Print the records exactly as given.

╔══

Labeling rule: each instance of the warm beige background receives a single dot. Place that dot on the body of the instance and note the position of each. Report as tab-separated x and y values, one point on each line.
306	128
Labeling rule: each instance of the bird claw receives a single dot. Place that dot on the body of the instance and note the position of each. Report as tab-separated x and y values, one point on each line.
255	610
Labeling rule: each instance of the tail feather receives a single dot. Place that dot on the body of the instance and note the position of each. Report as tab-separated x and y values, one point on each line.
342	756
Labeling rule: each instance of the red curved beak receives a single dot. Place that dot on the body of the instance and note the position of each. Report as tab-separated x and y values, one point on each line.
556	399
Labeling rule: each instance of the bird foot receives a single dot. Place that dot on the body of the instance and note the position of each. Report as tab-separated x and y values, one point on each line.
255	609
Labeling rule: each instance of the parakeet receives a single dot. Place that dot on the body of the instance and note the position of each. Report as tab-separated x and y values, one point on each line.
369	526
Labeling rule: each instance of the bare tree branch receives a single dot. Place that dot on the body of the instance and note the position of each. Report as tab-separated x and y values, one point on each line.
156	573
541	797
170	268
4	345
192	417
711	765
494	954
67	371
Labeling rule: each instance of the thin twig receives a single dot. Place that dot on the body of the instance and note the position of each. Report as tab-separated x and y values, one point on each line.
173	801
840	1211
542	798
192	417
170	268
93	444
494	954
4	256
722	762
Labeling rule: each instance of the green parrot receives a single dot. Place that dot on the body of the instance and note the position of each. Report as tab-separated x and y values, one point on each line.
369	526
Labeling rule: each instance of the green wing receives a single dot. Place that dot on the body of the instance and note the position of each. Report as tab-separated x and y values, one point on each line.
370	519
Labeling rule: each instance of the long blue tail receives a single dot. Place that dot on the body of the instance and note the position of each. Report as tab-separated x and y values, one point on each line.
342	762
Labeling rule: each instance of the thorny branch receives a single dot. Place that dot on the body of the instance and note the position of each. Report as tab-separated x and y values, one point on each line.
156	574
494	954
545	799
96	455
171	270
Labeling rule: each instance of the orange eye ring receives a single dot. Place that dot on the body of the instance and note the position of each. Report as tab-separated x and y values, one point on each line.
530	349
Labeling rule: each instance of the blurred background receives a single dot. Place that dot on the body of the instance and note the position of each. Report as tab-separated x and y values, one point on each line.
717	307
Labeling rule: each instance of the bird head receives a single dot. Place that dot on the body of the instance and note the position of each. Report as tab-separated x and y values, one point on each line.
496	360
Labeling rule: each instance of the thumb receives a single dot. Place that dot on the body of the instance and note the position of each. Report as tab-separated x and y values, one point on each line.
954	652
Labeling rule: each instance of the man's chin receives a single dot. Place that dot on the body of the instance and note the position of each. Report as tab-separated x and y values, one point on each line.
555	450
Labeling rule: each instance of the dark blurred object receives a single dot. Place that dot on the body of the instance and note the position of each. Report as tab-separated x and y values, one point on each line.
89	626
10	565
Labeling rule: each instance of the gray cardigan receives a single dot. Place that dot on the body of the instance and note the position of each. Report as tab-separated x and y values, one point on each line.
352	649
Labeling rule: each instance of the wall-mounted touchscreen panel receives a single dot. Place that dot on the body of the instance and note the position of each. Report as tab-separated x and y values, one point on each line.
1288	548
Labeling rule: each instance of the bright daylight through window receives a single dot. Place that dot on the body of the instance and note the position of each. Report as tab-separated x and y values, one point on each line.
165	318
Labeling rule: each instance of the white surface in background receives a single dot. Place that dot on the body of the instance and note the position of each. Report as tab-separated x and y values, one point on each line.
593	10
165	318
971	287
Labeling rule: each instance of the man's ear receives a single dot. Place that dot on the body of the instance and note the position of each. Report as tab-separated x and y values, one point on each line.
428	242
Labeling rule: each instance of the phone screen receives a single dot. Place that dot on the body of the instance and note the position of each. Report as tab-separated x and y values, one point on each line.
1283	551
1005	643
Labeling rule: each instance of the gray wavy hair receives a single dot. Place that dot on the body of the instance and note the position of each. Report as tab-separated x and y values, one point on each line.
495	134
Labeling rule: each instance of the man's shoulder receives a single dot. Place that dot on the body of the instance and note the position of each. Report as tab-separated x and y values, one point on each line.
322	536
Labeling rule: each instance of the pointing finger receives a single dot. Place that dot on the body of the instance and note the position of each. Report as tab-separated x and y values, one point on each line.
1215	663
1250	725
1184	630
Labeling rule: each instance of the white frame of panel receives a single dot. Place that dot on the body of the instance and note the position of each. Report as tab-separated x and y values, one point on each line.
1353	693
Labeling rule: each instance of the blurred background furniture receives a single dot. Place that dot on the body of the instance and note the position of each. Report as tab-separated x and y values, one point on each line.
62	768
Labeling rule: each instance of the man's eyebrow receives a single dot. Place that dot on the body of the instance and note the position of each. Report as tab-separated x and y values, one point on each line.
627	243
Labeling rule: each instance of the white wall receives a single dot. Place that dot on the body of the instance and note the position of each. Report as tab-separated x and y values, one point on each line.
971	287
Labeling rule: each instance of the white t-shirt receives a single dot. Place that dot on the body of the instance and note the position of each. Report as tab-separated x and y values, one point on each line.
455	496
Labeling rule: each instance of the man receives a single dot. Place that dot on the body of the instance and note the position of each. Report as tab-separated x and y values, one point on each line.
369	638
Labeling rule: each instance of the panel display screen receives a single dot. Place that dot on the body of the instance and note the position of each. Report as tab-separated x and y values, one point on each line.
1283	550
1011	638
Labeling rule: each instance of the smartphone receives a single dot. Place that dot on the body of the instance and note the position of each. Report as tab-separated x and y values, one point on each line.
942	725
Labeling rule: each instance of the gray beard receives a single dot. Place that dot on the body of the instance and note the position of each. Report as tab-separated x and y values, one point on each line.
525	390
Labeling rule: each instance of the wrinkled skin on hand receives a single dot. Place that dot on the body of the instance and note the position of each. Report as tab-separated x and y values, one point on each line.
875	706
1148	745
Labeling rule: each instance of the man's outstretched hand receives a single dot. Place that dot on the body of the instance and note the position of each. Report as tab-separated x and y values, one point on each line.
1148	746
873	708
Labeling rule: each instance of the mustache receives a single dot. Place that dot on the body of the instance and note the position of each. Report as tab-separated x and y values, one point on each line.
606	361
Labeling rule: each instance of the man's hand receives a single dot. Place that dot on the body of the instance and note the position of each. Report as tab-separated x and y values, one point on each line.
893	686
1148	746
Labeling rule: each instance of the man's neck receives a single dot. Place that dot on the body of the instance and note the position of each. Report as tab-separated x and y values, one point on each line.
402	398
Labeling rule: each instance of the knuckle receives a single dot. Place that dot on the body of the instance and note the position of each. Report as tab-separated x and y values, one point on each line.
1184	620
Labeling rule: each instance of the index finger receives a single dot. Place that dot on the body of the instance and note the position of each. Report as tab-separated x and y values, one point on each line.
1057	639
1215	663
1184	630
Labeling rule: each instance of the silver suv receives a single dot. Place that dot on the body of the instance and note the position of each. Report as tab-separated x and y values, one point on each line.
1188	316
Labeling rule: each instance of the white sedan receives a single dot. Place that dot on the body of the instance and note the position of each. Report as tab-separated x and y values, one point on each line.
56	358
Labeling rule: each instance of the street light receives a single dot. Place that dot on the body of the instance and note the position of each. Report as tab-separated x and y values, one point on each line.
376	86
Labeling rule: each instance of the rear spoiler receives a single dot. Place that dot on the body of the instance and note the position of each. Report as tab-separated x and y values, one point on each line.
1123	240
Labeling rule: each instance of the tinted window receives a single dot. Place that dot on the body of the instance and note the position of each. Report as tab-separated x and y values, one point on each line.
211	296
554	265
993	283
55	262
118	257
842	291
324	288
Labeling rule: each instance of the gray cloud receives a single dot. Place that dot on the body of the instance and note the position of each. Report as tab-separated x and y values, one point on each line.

╚══

Written solution ->
Labeling rule: each instance of the warm beige background receives a single dot. Place that dot on the body of the instance and note the position of each. Report as tab-separated x and y values, one point on each line.
306	128
Labeling rule: each instance of the bird claw receives a single dot. Place that dot on the body of the instance and note the position of each. Report as tab-separated x and y values, one point on each line.
255	610
Labeling rule: each instance of the tail feather receives a single dot. Place that dot on the body of the instance and note the position of each. Report as tab-separated x and y values, one point on each line.
342	756
Labeling rule: each instance of the red curved beak receives a single dot. Place that dot on the body of the instance and note the position of each. Report as tab-separated x and y values, one point on each line.
556	399
Labeling rule: each instance of the bird foot receives a single dot. Place that dot on the body of the instance and note the position of each. Report as tab-separated x and y values, one point on each line.
255	609
Labeling rule: each instance of the parakeet receives a single dot. Place that dot on the body of the instance and note the position of each. Report as tab-separated x and y values, one point on each line.
369	526
Labeling rule: each instance of the bare tree branch receives a single dot. Place that dot on the body of the instance and note the position of each. Report as tab-separated x and y values, one point on each line.
156	573
541	797
170	268
4	345
192	417
711	765
494	954
67	371
Labeling rule: each instance of the thin twig receives a single dot. Place that dot on the body of the instance and note the position of each. Report as tab-separated x and y values, one point on each line.
173	801
840	1211
542	798
192	417
170	268
93	444
494	954
4	256
722	762
Labeling rule: each instance of the green parrot receives a single dot. Place that dot on the body of the instance and note the position of each. Report as tab-separated x and y values, one point on each line.
369	526
Labeling rule: each instance of the green wing receives a single dot. Place that dot on the body of the instance and note the position of each. Report as tab-separated x and y values, one point on each line.
370	519
Labeling rule: each instance of the long blue tail receives a single dot. Place that dot on the body of the instance and note the position of each. Report as tab-separated x and y values, one point on each line.
342	762
Labeling rule: each instance of the thorny branch receives a single dot. Place that dot on the body of the instance and note the position of each. Report as tab-separated x and y values, one point on each line.
156	574
494	954
545	799
96	455
171	270
Labeling rule: each instance of the orange eye ring receives a single dot. Place that dot on the body of the instance and note the position of each. Report as tab-separated x and y values, one point on each line.
530	349
Labeling rule: each instance of the blurred background receives a single dot. Place that dot on the body of the instance and note the position of each. Report as tab-separated x and y values, one point on each line.
717	307
Labeling rule: each instance of the bird head receives a single dot. Place that dot on the body of the instance and note the position of each. Report as tab-separated x and y values, one point on each line.
496	360
Labeling rule: each instance of the thumb receives a single dot. Place that dot on the body of the instance and note the position of each. Report as tab-separated x and y values, one point on each line.
954	652
Labeling rule: each instance of the man's chin receives a single dot. Place that dot on the body of the instance and note the position of each. Report as tab-separated x and y values, one point on each line.
555	450
Labeling rule: each instance of the dark blurred object receives a single dot. Place that dot on the body of the instance and note the position of each. Report as tab-separated x and y values, one point on each line.
89	626
10	565
Labeling rule: each instance of the gray cardigan receives a single dot. Place that dot on the body of the instance and note the position of each. Report as tab-separated x and y values, one point on each line.
352	649
Labeling rule: each instance of the wall-mounted touchscreen panel receives a single dot. Place that dot on the body of the instance and note the position of each. Report as tab-separated x and y values, one point on each line.
1288	548
Labeling rule: each instance of the bright daylight through window receives a single dot. Place that dot on the body of the instance and note the position of each. Report as tab-separated x and y values, one point on each line.
165	318
Labeling rule: each instance of the white surface in background receives a single dot. Place that dot on the body of the instance and note the position of each. Report as tab-separated x and y values, one point on each line.
593	10
165	318
971	287
Labeling rule: each instance of the man's ear receives a single dot. Place that dot on the body of the instance and note the position of each. Report as tab-separated x and y values, one point on each line.
428	242
Labeling rule: each instance of the phone screen receives a single dot. Place that dot on the body of the instance and note the position of each. Report as tab-separated x and y values, one point on each line.
1283	551
1005	643
Labeling rule: each instance of the gray wavy hair receives a single dot. Place that dot on the body of the instance and note the position of each. Report as tab-separated x and y values, one point on each line.
495	134
Labeling rule: each instance of the man's shoulder receives a single dot. Place that dot on the body of the instance and note the position of each. Report as tab-separated x and y values, one point on each line.
322	536
Labeling rule: each instance of the pointing finger receives a single dot. Place that dot on the body of the instance and note the position of each. Report as tab-separated x and y values, one point on each line.
1215	663
1250	725
1184	630
Labeling rule: each instance of the white frame of panel receives a single dot. Place that dot on the body of the instance and note the position of each. Report as tab-separated x and y values, one point on each line.
1353	693
Labeling rule: each instance of the blurred background furniture receives a single dot. Place that dot on the body of the instance and note the position of each. Report as tab-separated x and y values, one point on each line.
62	768
Labeling rule: each instance of the man's eyebrow receives a single dot. Place that dot on the body of the instance and note the position of each. Report as tab-separated x and y values, one point on each line.
627	243
Labeling rule: each instance of the white wall receives a single dot. Place that dot on the body of the instance and note the position of each. Report as tab-separated x and y values, one point on each line.
971	287
Labeling rule: each instance of the white t-shirt receives a single dot. Place that dot on the body of the instance and note the position of each. Report as tab-separated x and y values, one point on each line.
455	496
Labeling rule: each instance of the man receives a single dot. Place that dot on the body of the instance and note the position of each. Report as tab-separated x and y values, one point on each line.
369	638
Labeling rule: each instance of the panel display screen receives a single dot. Place that dot on the body of the instance and note the position of each. Report as tab-separated x and y values, one point on each line.
1283	550
1011	638
Labeling rule: each instance of the smartphone receives a single dot. Place that dot on the body of the instance and note the position of each. Report as tab-separated x and y values, one point on each line.
942	725
Labeling rule: each instance of the gray beard receives a single dot. Place that dot on the body of the instance and note the position of each. Report as tab-separated x and y values, one point on each line.
525	390
Labeling rule: each instance of the wrinkled skin on hand receives a single dot. Place that dot on the body of the instance and note the position of each. Report as tab-separated x and y values, one point on each line.
875	706
1148	745
Labeling rule: each instance of the man's outstretched hand receives a single dot. Place that dot on the body of the instance and note the position of each. Report as tab-separated x and y values, one point on each line.
1148	746
873	708
Labeling rule: each instance of the mustache receives a single dot. Place that dot on the body of the instance and note the position of each. Report as tab-separated x and y values, one point on each line.
606	361
Labeling rule: each instance of the man's hand receives a single dot. Place that dot on the body of the instance and note the position of each. Report as tab-separated x and y values, one point on each line.
893	686
1148	746
Labeling rule: each instance of the man's neck receives a single dot. Place that dot on the body of the instance and note the position of each. Report as tab-separated x and y values, one point on each line.
402	398
Labeling rule: each instance of the knuckle receives a single dot. Place that dot on the body of the instance and note the position of each. Report as tab-separated x and y values, one point on each line.
1184	620
Labeling rule: each instance of the index finger receives a single dot. Place that dot on the body of the instance and note the position of each. Report as tab-separated x and y values, one point on each line.
1057	639
1215	663
1184	630
Labeling rule: each instance of the silver suv receives a single dot. Place that dot on the body of the instance and note the position of each. Report as tab-separated x and y values, one point on each line.
1188	316
Labeling rule: each instance of the white sedan receives a single dot. Place that dot on the body of the instance and note the position of each. Report as tab-separated x and y values, one point on each line.
56	358
Labeling rule: each instance of the street light receives a single dot. Place that dot on the body of the instance and note the position of each. Report as tab-separated x and y values, one point on each line.
376	86
Labeling rule: each instance of the rear spoiler receives a single dot. Place that dot on the body of the instance and note the position of each. Report as tab-separated x and y values, one point on each line.
1123	240
Labeling rule: each instance of the tinted window receives a single dot. Place that dot on the body of the instance and note the position of each. Report as tab-separated x and y values, one point on each line.
211	296
554	265
993	283
55	262
118	257
842	291
324	288
Labeling rule: each instance of the gray cloud receives a single dot. Place that dot on the body of the instance and note the position of each. Report as tab-separated x and y values, one point on each line.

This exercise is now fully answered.